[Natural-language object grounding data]
☆ ☆ ☆ ☆ ☆

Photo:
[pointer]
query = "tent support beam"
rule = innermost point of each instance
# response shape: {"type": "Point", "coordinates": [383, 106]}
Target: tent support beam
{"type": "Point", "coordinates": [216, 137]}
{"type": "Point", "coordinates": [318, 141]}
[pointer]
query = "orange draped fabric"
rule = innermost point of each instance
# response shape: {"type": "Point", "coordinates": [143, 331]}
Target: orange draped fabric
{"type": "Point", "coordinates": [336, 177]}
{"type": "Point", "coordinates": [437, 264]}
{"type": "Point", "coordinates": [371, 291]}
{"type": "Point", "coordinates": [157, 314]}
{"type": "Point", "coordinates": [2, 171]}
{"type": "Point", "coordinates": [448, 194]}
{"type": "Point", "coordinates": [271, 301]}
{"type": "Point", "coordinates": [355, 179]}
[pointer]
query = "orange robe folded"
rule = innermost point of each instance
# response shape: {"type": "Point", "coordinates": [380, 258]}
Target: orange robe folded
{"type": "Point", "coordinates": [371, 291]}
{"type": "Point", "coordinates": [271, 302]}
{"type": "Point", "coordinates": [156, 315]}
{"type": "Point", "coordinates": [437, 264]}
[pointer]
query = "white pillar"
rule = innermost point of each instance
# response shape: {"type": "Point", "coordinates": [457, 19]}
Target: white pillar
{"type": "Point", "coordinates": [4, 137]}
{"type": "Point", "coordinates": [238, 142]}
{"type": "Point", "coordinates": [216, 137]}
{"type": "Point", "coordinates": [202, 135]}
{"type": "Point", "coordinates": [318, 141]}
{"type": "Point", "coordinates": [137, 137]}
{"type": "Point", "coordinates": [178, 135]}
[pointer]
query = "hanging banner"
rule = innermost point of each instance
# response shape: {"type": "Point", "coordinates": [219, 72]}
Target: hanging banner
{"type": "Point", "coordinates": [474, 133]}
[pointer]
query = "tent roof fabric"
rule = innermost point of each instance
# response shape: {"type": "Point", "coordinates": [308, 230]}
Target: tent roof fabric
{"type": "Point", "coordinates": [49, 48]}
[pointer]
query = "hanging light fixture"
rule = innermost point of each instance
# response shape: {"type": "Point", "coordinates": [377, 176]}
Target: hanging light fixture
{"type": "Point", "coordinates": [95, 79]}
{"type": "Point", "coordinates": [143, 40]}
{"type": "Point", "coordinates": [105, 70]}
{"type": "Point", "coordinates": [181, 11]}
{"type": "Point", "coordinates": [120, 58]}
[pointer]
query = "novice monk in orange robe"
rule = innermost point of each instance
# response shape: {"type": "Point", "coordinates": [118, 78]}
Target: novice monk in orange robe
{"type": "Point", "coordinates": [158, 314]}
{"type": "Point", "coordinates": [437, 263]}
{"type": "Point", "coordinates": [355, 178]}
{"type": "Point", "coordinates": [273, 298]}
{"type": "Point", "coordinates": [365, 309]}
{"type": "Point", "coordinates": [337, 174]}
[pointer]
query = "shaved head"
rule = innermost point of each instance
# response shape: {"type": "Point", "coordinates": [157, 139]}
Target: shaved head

☆ ☆ ☆ ☆ ☆

## WHAT YOU ARE ASKED TO DO:
Of the lines above, show those in which "shaved" appears.

## REPLY TO THE EXERCISE:
query = "shaved head"
Target: shaved head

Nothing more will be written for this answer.